Coordinate annotation lines
<<<<
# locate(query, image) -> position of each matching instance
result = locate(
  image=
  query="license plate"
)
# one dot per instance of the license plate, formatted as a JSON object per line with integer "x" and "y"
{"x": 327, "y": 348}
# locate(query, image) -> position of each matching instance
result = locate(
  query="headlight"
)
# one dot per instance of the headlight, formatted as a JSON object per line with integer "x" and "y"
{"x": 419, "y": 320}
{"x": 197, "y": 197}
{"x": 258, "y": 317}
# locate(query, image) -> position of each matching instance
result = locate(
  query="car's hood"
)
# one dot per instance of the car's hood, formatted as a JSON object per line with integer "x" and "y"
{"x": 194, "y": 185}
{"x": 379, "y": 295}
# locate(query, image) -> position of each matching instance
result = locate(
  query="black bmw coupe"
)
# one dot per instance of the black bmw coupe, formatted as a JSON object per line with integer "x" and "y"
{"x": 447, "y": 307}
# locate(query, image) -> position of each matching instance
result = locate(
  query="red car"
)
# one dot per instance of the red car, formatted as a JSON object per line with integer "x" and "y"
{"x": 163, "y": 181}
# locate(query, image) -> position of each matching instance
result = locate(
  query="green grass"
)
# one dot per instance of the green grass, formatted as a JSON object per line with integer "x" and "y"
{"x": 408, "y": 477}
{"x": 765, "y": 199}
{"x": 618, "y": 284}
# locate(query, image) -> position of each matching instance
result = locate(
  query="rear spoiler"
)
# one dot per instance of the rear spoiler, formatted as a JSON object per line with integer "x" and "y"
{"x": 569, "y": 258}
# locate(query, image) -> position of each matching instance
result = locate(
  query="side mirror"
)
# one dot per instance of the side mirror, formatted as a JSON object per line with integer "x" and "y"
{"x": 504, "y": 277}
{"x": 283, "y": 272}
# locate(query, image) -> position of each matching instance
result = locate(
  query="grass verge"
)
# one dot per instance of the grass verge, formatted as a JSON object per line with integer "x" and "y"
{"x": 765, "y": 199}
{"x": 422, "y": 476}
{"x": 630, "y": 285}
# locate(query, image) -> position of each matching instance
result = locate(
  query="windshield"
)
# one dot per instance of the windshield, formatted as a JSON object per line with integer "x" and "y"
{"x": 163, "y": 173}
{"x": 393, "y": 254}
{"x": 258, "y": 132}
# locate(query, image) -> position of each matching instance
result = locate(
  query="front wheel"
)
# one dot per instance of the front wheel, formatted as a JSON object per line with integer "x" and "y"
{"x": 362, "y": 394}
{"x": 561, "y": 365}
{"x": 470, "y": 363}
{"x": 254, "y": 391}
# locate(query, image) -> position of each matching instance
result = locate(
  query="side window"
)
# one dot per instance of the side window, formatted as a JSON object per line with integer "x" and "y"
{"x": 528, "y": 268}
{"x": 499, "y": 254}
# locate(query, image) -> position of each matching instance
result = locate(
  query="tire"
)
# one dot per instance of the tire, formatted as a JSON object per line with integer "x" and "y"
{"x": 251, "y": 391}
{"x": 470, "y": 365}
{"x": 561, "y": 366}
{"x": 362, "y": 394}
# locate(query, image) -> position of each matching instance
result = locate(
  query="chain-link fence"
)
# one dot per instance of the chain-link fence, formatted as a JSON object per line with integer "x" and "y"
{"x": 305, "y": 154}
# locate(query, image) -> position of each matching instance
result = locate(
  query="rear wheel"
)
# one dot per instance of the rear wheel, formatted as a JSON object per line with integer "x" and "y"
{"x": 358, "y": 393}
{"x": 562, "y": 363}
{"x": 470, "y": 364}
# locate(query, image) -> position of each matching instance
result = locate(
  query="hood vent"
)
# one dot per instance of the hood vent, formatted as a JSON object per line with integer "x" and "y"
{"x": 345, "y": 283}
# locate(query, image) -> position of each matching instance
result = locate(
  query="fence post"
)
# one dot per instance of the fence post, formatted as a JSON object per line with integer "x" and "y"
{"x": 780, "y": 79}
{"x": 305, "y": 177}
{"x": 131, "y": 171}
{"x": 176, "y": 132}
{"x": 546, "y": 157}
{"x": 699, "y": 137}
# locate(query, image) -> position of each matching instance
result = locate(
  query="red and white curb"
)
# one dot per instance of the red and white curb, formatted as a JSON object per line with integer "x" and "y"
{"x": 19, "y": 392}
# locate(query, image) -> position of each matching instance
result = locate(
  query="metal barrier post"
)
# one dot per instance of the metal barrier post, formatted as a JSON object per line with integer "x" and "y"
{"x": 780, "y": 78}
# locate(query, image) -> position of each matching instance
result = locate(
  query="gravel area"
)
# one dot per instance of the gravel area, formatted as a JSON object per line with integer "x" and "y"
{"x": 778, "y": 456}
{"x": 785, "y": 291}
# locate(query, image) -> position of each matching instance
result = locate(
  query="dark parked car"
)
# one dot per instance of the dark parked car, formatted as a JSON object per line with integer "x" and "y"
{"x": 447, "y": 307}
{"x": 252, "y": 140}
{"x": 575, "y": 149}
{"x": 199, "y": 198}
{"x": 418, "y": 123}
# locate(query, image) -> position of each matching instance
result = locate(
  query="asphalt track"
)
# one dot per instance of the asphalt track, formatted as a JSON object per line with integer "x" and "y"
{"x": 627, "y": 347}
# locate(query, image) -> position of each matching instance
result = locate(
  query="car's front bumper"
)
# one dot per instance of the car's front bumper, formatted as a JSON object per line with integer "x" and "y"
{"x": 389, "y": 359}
>>>>
**EXERCISE DETAILS:** Return every line above that contains the word "green".

**REPLY:**
  query="green grass"
# one dot per instance of the green grass, formatted as a JSON object per line with integer "x" and "y"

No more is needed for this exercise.